Required actions:
**a)** Return the passage of the tree-climbing post from "It sounds like" up to and including "in reverse, too.", word for word.
**b)** Do these statements agree with the tree-climbing post? Answer each with yes or no and quote the words that decide it. (i) The post calls 2:1 the world that arborists live in. (ii) The post says 2:1 suits highly controlled, high-speed descents. (iii) The post says two feet of rope pulled through the hitch in a 2:1 system gives two feet of vertical advancement.
**c)** How might the tree-climbing post go on? Write a continuation that starts right after its last sentence.

Excerpt to read:

>> Start

Hey, thanks Canopyboy for those links. Storrick's collection is an amazing place. The answer to BVD's question may be in that collection.

The question is
After I spend all that time getting up into a tree, I want to have some fun on the way down. Right now I take a few extra seconds to setup a figure 8 descender (pirana) so I can step up the speed without destroying my hitch line.


It sounds like you're climbing 2:1 and just replacing the friction hitch with a friction device. 2:1 is the world that Arborists live in. 2:1 is not really conducive to doing highly controlled, high speed descents. The inherent nature of the 2:1 system does other things well, though.


After I spend all that time getting up into a tree,
2:1 is a much slower and laborious on the way up. 2:1 is work; body thrusting, doing horizontal pullups, advancing hitch (or device), tending slack. 2:1 does NOT do footlocking well because the 2:1 'mechanical advantage' just means two feet of rope pulled through the hitch (or device) only gets you ONE foot of vertical advancement. This works in reverse, too.

>> End

Supplied entries:
>> Start

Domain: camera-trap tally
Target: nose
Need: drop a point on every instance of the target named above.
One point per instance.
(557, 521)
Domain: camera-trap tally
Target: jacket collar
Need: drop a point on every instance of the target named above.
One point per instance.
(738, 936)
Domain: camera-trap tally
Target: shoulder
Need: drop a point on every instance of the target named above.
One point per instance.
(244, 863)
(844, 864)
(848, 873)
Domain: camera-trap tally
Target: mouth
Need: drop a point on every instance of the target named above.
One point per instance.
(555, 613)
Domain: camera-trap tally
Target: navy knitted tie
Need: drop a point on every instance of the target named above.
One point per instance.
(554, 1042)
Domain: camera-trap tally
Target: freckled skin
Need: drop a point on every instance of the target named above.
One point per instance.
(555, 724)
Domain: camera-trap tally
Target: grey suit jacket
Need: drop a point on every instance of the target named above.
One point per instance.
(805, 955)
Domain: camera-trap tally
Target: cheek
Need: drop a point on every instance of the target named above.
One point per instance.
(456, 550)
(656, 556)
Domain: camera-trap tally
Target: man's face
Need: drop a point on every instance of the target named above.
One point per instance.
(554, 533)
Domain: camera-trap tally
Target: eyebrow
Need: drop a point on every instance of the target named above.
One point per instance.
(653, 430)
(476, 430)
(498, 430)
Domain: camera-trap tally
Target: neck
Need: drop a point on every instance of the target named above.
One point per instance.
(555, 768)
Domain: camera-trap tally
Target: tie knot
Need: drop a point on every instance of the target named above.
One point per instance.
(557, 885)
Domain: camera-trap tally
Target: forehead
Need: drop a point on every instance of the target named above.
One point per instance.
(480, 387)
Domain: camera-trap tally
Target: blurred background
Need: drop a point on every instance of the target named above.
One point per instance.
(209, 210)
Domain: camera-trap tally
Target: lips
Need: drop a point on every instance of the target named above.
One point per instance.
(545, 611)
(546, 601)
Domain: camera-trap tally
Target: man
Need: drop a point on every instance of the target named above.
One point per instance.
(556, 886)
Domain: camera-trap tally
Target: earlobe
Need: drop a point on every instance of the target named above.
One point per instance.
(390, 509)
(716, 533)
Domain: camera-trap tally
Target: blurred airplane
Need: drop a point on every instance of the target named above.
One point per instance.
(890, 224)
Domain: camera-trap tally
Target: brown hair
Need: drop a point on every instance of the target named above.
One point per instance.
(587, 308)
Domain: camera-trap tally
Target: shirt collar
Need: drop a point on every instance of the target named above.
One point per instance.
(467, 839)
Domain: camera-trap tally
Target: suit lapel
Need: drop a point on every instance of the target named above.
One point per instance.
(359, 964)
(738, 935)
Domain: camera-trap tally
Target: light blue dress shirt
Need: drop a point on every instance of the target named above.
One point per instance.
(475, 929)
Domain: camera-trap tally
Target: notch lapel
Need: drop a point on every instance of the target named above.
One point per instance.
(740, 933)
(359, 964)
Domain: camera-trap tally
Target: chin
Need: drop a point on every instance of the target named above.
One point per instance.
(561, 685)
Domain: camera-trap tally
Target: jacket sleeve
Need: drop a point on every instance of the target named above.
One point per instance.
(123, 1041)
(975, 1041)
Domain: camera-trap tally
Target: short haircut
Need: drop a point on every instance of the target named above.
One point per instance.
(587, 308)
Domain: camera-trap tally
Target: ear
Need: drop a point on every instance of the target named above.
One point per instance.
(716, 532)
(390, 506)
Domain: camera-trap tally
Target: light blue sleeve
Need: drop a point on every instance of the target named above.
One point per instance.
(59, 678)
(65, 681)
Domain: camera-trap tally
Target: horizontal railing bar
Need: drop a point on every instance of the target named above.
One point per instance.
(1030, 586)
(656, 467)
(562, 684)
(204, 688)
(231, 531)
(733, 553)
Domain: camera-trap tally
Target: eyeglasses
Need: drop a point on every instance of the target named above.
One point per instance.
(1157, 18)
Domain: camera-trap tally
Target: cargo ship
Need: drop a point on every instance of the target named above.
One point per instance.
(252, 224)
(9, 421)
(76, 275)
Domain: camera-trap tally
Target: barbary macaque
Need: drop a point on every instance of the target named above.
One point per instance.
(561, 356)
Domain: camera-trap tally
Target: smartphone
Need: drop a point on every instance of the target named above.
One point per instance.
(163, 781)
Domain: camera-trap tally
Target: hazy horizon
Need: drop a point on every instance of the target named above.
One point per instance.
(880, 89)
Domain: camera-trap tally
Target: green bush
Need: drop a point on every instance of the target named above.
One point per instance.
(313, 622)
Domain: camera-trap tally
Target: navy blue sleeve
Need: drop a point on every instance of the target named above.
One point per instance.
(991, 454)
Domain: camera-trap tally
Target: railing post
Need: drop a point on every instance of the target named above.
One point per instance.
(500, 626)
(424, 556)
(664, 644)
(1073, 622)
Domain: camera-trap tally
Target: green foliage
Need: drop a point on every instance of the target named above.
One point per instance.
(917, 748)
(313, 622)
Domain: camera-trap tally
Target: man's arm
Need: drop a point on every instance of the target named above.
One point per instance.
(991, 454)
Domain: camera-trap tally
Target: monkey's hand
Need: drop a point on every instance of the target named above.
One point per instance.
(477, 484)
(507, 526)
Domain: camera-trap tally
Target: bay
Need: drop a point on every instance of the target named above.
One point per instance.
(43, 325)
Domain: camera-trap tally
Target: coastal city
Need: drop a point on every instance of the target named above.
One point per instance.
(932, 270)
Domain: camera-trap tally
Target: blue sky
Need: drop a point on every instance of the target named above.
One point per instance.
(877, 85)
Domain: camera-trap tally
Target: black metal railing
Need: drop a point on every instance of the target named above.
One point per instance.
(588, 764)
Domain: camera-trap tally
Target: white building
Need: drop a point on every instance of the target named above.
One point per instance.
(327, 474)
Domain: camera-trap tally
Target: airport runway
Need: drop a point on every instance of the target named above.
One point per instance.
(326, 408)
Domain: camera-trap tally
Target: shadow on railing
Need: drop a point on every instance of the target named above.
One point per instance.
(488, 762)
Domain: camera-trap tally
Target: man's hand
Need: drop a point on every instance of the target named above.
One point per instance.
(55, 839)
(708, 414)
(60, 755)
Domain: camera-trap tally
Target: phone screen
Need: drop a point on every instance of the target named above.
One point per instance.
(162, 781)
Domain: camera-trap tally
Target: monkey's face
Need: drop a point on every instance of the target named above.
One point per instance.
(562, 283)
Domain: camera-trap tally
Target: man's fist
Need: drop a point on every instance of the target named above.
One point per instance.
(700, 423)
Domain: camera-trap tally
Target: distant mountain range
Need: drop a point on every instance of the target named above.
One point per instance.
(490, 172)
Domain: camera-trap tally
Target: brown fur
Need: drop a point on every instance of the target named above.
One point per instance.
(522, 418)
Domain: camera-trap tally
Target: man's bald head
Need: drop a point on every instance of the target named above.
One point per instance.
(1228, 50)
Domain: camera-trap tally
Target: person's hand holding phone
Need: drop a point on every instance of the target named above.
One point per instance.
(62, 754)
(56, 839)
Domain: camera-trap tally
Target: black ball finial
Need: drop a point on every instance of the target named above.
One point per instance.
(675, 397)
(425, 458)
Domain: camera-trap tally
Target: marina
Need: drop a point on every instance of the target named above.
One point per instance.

>> End

Expected results:
**a)**
It sounds like you're climbing 2:1 and just replacing the friction hitch with a friction device. 2:1 is the world that Arborists live in. 2:1 is not really conducive to doing highly controlled, high speed descents. The inherent nature of the 2:1 system does other things well, though.


After I spend all that time getting up into a tree,
2:1 is a much slower and laborious on the way up. 2:1 is work; body thrusting, doing horizontal pullups, advancing hitch (or device), tending slack. 2:1 does NOT do footlocking well because the 2:1 'mechanical advantage' just means two feet of rope pulled through the hitch (or device) only gets you ONE foot of vertical advancement. This works in reverse, too.

**b)**
(i) Yes: "2:1 is the world that Arborists live in."
(ii) No: "2:1 is not really conducive to doing highly controlled, high speed descents."
(iii) No: "two feet of rope pulled through the hitch (or device) only gets you ONE foot of vertical advancement."

**c)**
On the down you have two feet of rope cruising through your Pirhana though you only descend half that. here are frictional additions up at the tie-in point and this gift varies, complicating your desired rapid descent. That's 2:1. Slow on the way up and not real fast on the way down just because of the physics of it. Welcome to 2:1. It is what it is. It works. Accept the limitations of it, and if you want to lend yourself the final blow against speedy descents, stick with that 13 mm line.

Speedy descents aren't necessary.
 
the Petzl iD is probably the very best descending device

The petzl ID can allow only one rope to pass through it. As a device this is limiting. If a device automatically allows only two of the three rope techniques, in my book, it's not worth having. This is not to say the device is no-good, the device is great in doing what it does.


BVD said:
I've looked for alternatives to the figure 8 like the ATC, Kong Robot, petzl reverso, grigri, etc. but they all max out at 11 - 12mm line.

The robot will allow you fast descents and you can go all three ways. Not so expensive. You can use 13 mm line. Good soft lock, no intrinsic hardlock, that is, no 'antipanic function'. You can descend 2:1 doubled, 1:1 doubled and SRT. The latter two you can descend fast, SRT you're goood to go with the 13 mm line, but 1:1 doubled, you really want to be on an 11 mm line to appreciate the freedom and speed of the spectrum of tree climbing, but particularly with 1:1 doubled. 11 mm good. Much advantage.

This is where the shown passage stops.